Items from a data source
* * * * * * *

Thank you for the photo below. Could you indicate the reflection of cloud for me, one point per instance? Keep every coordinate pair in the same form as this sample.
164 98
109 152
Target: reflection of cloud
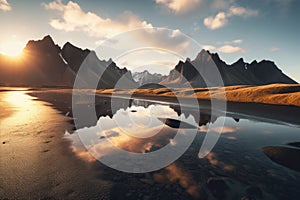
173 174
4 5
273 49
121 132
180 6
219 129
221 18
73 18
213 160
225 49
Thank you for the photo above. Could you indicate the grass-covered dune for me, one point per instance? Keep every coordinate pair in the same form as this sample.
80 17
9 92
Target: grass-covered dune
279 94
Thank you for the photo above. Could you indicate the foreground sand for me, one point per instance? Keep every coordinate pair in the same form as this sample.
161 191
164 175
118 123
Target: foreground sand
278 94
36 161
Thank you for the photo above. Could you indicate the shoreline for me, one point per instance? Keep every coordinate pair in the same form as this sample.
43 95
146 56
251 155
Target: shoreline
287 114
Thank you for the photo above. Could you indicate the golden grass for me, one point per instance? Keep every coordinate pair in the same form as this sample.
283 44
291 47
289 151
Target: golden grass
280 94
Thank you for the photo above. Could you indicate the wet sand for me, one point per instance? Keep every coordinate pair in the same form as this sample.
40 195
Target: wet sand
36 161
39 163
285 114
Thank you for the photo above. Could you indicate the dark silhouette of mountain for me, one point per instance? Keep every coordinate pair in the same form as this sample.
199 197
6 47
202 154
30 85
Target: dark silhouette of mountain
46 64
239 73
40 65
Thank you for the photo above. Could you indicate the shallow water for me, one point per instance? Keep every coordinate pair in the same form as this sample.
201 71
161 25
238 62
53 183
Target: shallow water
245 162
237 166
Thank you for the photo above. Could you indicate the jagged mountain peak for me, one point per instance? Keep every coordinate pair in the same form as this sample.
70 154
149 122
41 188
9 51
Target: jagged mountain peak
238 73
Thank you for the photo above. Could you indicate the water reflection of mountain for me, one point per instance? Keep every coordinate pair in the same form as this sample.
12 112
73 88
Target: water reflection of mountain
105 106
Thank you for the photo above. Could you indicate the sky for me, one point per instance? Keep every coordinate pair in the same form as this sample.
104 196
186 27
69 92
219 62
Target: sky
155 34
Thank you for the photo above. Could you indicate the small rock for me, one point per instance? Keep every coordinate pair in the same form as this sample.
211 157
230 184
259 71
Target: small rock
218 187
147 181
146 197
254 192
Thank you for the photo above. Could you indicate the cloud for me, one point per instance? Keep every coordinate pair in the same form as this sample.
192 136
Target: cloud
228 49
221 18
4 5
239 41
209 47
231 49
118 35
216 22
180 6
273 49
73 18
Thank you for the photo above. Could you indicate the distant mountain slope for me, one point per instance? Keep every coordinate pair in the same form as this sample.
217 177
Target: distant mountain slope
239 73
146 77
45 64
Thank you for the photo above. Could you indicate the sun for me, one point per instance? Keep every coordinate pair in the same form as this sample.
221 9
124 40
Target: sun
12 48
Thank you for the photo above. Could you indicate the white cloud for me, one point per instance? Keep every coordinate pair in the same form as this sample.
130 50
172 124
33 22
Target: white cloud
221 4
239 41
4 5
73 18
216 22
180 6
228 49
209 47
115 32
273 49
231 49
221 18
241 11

* * * * * * *

### TO DO
Each line of the data must be restated exactly, and the pictures must be left out.

### RESPONSE
Thank you for the photo below. Could you indicate the reflection of cloud for me, one point per instance? Keep every coordinate pair in the same form as this sample.
164 98
109 152
Target: reflection of cloud
173 174
4 5
273 49
121 132
180 6
219 129
221 18
73 18
213 160
225 49
Thank you for the photo above. Could you indicate the grass-covered dune for me, one point per instance? Keep every coordinate pair in the same form as this sample.
80 17
9 92
Target: grass-covered dune
279 94
Thank you for the photo above. Could you indicate the foreground sand for me, one point per instance? Keep every coordinate pair in the same form as this sample.
161 191
164 175
118 123
Target: foreground sand
278 94
36 161
Thank you for the photo above. Could you indicate the shoreline for me, one point per instance? Keep every coordinate pair in the same form as this sample.
43 95
146 56
251 155
Target: shoreline
287 114
Thank you for the photo above. Could you indicate the golden grass for me, one point per instance? Keep every coordinate pair in the same form as this sample.
283 44
291 47
289 151
Target: golden grass
280 94
Thank you for the photo above. Could you indicate the wet sand for me, one point per instance? Keep every coordinate pair in the same form as this sample.
40 195
Target: wet sand
36 161
39 163
285 114
Thank you for the photo above. Could you indicate the dark silhouette of mountain for me, one point per instance? Keep every coordinate pair in the same form as this sample.
199 197
6 47
202 154
30 85
Target: dark silhouette of mountain
46 64
239 73
40 65
Thank you for the photo above. Could you indicate the shallow water for me, one point per instance? Keep every coordinate pair in the same form as this sample.
201 71
161 25
238 62
53 183
Target: shallow water
245 162
237 166
Thank you for the photo above. Could you indicate the jagged mountain peak for me, one point per instance? Keep every coordinate pair in the same form as this sample.
70 154
149 122
41 188
9 51
Target: jagged mountain peak
238 73
Thank you for the photo above. Could you indicate the water reflection of mountain for me, one point per instance? Keep every coordinate pair in the same form as this sample.
12 112
73 88
Target: water reflection of mountain
105 106
Thank you for the photo above. Could you indicate the sky for me, one point per instance? Keep every coordinate pair in the same form as this sample.
104 196
186 27
69 92
219 62
Target: sky
155 34
Thank you for the photo above. Could you indicate the small rock for me, one point per instance? Keep every coordinate pair in the same form as this sample.
211 157
230 184
259 71
Target: small rock
218 187
147 181
146 197
254 192
Thank you for the photo above. Could you indicate the cloud for me, one point per instance? Keep every coordinate pair in the same form as this sample.
192 136
Target: cloud
228 49
221 18
4 5
239 41
209 47
231 49
118 35
216 22
180 6
273 49
73 18
Thank you for the photo above. Could you indicate the distant mountain slope for me, one point per instance? Keep every coordinate pair in the same form as this sample.
217 177
Target: distant mountain slope
239 73
146 77
45 64
Thank you for the photo above. Could you indicate the sun for me, one point per instance? Keep every coordinate pair in the same form as this sample.
221 9
124 40
Target: sun
12 48
Thank you for the photo above. Could you indicate the white cloud for me, one point per instance? Keep every coordinate pair in the same form as this sample.
130 50
172 124
33 22
Target: white cloud
221 4
239 41
4 5
73 18
216 22
180 6
228 49
209 47
115 32
273 49
231 49
221 18
241 11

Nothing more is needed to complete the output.